(Written request):
Copy out every line of the data below word for word, omitting the pictures.

(Records for the task):
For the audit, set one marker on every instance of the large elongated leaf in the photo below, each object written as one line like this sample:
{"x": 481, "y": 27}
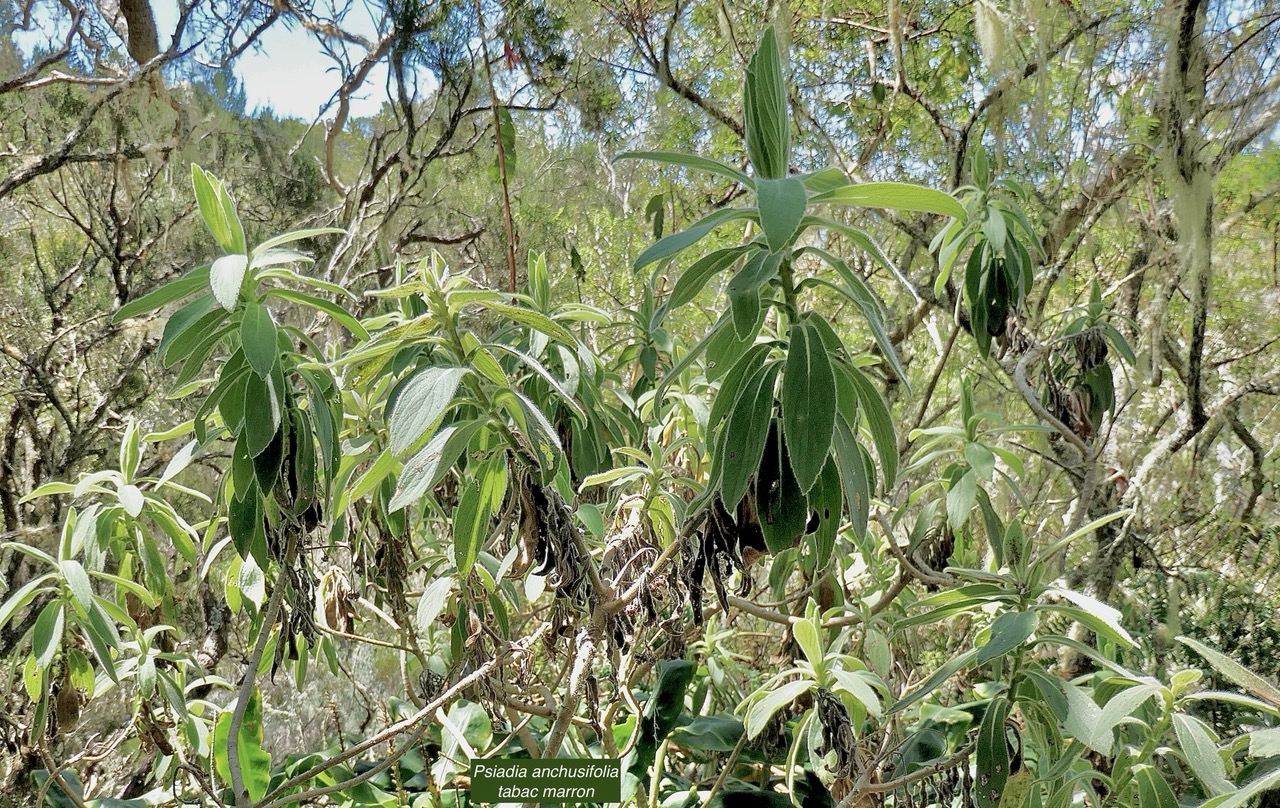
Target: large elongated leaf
{"x": 745, "y": 434}
{"x": 759, "y": 713}
{"x": 225, "y": 278}
{"x": 781, "y": 202}
{"x": 744, "y": 293}
{"x": 676, "y": 242}
{"x": 935, "y": 681}
{"x": 188, "y": 284}
{"x": 895, "y": 196}
{"x": 878, "y": 420}
{"x": 699, "y": 273}
{"x": 319, "y": 304}
{"x": 257, "y": 337}
{"x": 858, "y": 291}
{"x": 533, "y": 319}
{"x": 1233, "y": 670}
{"x": 1201, "y": 752}
{"x": 261, "y": 412}
{"x": 1152, "y": 788}
{"x": 255, "y": 762}
{"x": 432, "y": 462}
{"x": 808, "y": 402}
{"x": 292, "y": 236}
{"x": 694, "y": 161}
{"x": 48, "y": 634}
{"x": 420, "y": 401}
{"x": 764, "y": 96}
{"x": 992, "y": 754}
{"x": 1008, "y": 633}
{"x": 853, "y": 478}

(Output):
For the audit, set one marker on every instance of the large elongated leaf in the photo below, each object written as one line like this sample:
{"x": 481, "y": 27}
Target: large elongated leaf
{"x": 745, "y": 434}
{"x": 759, "y": 713}
{"x": 225, "y": 278}
{"x": 781, "y": 202}
{"x": 744, "y": 293}
{"x": 676, "y": 242}
{"x": 935, "y": 681}
{"x": 188, "y": 284}
{"x": 895, "y": 196}
{"x": 878, "y": 420}
{"x": 699, "y": 273}
{"x": 319, "y": 304}
{"x": 257, "y": 337}
{"x": 858, "y": 291}
{"x": 533, "y": 319}
{"x": 1233, "y": 670}
{"x": 1201, "y": 752}
{"x": 261, "y": 412}
{"x": 1152, "y": 788}
{"x": 255, "y": 762}
{"x": 432, "y": 462}
{"x": 808, "y": 402}
{"x": 292, "y": 236}
{"x": 694, "y": 161}
{"x": 48, "y": 634}
{"x": 420, "y": 401}
{"x": 764, "y": 96}
{"x": 992, "y": 754}
{"x": 1008, "y": 633}
{"x": 853, "y": 478}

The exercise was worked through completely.